■ Page:

Best crowd-sourced music videos: Weezer, Lily Allen and more

You're a clever bunch, you lot out there in Internetland. Pop stars including Cassius, Lily Allen, and Weezer have spotted your potential too.

You're a clever bunch, you lot out there in Internetland. And rather attractive too, may we say. We're not the first to spot your potential -- pop stars including Cassius, Lily Allen, and Weezer have recruited the denizens of the Web to create user-generated music videos.

From a song that was entirely crowdsourced to an iPhone app that gives a new meaning to lip-synching, we present for your delight and delectation the best music videos to feature you lot singing alongside the stars.

Cassius -- I <3 U SO

You're nobody if you don't have an iPhone app these days. The video for I Love U So by French electro duo Cassius features a host of passers-by singing the haunting refrain, "Oh I love you so, but why I love you I never know," into a specially-made I <3 U SO app for the iPhone . The song appears on The Rawkers EP released this year on Ed Bangers Records. The video was directed by We Are From LA.

■ Exercise: Repeat word for word the part of the article on crowd-sourced music videos that opens with the words "Best crowd-sourced music" and closes with "your potential too.".

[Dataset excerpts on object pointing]
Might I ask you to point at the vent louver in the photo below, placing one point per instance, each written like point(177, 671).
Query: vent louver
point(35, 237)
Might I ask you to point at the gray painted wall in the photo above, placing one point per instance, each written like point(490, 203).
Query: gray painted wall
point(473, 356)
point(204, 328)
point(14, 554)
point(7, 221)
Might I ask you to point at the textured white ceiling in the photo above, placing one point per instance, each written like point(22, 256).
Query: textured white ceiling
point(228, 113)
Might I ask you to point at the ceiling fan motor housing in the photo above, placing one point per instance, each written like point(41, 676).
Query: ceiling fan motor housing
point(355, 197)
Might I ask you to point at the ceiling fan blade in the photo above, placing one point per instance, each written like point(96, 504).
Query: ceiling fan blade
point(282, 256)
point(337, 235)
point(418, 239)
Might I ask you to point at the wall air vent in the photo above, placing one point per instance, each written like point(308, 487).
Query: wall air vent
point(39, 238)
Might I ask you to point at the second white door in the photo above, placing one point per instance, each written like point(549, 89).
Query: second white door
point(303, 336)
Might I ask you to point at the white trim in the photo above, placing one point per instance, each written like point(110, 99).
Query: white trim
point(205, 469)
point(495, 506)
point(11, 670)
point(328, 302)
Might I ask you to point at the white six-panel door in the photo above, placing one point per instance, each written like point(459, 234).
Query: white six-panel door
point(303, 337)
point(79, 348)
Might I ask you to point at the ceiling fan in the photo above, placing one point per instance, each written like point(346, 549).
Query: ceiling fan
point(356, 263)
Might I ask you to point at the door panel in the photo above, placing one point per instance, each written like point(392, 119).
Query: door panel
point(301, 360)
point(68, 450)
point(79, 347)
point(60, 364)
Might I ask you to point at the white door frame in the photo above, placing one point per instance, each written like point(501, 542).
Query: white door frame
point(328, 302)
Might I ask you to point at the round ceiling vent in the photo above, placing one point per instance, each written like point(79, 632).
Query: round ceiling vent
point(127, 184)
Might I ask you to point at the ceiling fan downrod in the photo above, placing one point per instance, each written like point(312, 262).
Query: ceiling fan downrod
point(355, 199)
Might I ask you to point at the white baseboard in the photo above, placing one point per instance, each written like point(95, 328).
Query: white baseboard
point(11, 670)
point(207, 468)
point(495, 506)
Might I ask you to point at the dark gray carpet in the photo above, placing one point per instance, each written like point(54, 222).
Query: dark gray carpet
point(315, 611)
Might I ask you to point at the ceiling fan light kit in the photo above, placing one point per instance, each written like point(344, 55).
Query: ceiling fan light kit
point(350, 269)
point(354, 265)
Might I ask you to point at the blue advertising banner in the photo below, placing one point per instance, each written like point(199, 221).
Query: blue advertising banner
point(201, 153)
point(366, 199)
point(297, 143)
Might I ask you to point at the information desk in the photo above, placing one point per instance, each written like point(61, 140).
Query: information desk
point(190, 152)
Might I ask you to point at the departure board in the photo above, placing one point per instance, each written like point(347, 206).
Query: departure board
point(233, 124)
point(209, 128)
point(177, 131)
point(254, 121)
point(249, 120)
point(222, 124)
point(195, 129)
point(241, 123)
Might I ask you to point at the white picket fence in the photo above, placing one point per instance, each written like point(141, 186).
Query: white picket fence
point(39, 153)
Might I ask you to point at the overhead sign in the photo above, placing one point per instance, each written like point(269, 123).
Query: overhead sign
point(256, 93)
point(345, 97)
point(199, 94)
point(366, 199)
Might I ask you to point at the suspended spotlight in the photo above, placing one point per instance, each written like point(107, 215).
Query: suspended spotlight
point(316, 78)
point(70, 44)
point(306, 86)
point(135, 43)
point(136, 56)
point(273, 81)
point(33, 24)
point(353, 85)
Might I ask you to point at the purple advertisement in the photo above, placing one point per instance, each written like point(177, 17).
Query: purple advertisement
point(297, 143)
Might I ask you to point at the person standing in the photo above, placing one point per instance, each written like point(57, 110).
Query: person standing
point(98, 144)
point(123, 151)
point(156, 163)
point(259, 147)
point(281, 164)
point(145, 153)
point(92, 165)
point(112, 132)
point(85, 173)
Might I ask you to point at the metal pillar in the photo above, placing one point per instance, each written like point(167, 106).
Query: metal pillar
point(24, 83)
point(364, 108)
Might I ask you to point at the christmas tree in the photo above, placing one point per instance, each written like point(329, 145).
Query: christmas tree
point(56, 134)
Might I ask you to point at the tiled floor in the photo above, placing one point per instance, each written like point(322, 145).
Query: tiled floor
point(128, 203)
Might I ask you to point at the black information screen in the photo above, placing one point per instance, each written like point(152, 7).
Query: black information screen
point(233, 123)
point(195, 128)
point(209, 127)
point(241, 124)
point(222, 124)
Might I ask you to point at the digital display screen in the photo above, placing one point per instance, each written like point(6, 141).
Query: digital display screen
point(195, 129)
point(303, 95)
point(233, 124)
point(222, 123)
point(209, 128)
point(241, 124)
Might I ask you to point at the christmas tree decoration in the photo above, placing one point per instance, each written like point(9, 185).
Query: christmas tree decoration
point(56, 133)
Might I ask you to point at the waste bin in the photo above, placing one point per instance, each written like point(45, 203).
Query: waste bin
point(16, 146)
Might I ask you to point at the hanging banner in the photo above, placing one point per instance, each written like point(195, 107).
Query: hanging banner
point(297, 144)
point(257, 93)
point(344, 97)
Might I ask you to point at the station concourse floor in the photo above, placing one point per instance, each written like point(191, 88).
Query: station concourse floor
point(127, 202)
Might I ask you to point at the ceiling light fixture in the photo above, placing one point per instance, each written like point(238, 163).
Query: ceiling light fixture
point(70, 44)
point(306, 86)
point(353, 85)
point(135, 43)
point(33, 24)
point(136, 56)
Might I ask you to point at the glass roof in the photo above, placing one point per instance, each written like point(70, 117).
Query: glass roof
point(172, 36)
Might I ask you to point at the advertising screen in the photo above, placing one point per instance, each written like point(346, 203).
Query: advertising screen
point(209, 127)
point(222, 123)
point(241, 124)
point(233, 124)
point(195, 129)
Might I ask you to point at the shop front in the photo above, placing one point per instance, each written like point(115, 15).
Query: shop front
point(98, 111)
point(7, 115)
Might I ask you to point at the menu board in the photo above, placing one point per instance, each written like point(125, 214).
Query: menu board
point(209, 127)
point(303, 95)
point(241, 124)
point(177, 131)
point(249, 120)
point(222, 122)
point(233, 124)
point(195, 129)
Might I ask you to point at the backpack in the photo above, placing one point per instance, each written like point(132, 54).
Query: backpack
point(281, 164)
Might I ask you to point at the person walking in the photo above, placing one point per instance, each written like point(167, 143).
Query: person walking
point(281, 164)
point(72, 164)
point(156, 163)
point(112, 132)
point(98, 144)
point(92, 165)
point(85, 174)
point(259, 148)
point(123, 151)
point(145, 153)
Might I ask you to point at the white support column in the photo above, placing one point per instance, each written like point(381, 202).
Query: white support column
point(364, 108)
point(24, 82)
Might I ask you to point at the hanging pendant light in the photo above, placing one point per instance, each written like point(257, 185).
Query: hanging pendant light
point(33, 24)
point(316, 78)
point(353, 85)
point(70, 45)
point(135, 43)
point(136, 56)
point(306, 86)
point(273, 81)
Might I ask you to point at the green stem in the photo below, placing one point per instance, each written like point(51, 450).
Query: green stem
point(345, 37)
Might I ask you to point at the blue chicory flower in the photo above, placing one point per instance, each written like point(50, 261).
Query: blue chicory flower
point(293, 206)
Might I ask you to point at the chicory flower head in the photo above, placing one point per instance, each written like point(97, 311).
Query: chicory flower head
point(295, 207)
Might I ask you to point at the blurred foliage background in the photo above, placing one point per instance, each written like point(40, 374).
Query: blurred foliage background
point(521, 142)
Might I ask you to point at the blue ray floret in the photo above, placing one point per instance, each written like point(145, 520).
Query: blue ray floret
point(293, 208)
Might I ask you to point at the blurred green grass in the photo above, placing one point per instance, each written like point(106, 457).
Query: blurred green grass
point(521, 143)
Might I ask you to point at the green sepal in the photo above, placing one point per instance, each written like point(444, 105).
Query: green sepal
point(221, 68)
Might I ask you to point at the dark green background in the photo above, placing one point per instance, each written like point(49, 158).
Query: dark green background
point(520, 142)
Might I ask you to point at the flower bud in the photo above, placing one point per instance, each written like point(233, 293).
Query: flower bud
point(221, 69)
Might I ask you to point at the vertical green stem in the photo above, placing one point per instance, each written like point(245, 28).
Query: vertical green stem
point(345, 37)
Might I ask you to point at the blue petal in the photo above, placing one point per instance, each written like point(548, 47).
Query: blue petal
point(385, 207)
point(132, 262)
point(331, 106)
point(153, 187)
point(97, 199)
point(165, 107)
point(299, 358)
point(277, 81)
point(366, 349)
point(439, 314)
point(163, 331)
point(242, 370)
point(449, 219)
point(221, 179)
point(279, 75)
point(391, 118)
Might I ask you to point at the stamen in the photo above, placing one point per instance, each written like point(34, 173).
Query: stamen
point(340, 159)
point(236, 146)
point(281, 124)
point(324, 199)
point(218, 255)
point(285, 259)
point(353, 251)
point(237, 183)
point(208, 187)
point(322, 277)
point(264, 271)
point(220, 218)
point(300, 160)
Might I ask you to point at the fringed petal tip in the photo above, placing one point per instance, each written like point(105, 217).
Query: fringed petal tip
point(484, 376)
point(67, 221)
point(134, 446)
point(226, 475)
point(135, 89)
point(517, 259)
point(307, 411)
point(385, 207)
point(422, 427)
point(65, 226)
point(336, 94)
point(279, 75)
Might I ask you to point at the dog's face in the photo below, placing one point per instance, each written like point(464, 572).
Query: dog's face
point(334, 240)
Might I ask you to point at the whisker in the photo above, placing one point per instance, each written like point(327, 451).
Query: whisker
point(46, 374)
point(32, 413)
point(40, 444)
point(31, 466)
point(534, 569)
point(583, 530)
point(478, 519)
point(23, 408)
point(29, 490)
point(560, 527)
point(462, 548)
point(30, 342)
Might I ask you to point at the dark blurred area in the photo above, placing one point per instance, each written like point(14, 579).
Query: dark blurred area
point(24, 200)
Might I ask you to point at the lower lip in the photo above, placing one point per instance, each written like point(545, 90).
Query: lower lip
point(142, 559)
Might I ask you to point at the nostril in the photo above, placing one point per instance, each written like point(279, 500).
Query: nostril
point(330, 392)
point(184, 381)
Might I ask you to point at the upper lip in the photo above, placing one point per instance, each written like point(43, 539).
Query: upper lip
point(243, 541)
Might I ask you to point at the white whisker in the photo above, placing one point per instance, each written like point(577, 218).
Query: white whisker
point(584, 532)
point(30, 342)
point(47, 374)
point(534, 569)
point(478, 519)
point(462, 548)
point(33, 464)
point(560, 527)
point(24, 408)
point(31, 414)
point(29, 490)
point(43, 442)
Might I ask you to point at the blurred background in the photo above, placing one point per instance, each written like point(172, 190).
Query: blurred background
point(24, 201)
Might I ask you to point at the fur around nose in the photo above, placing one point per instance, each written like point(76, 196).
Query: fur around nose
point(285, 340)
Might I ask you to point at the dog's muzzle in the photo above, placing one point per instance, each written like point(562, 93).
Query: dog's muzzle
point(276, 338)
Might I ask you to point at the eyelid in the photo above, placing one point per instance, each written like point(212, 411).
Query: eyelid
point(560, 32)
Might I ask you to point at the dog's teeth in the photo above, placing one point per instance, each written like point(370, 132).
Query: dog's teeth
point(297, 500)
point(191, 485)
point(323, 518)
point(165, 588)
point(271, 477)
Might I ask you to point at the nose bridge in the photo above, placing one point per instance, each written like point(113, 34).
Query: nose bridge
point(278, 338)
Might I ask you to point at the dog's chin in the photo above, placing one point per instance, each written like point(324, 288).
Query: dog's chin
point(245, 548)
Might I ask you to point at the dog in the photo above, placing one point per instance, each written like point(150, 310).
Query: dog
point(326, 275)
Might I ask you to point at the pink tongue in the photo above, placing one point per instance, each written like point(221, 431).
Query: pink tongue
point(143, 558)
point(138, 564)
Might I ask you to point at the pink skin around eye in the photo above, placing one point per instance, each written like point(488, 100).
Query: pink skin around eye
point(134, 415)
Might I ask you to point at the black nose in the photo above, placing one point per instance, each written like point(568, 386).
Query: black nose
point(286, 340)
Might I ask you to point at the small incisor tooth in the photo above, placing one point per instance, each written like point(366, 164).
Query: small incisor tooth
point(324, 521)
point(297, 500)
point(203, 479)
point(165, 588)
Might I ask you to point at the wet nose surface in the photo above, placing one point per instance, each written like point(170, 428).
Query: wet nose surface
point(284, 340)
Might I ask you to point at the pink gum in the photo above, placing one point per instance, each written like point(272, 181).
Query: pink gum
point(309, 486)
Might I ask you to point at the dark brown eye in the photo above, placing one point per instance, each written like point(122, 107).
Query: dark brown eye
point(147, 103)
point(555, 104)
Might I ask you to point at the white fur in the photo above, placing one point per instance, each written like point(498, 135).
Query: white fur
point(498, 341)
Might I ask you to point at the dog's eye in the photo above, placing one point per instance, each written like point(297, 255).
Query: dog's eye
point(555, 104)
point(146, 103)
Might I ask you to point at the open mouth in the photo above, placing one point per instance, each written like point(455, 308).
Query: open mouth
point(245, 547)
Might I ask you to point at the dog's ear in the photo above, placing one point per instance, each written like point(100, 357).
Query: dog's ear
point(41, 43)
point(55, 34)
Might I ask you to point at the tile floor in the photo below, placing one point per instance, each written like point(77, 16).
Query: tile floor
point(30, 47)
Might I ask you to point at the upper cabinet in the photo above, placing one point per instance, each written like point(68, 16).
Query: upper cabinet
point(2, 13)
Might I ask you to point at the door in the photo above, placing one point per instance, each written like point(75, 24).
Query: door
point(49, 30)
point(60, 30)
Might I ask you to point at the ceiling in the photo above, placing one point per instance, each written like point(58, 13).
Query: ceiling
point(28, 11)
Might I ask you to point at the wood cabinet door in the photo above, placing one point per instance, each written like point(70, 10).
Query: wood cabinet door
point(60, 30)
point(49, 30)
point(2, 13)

■ Exercise answer:
Best crowd-sourced music videos: Weezer, Lily Allen and more

You're a clever bunch, you lot out there in Internetland. Pop stars including Cassius, Lily Allen, and Weezer have spotted your potential too.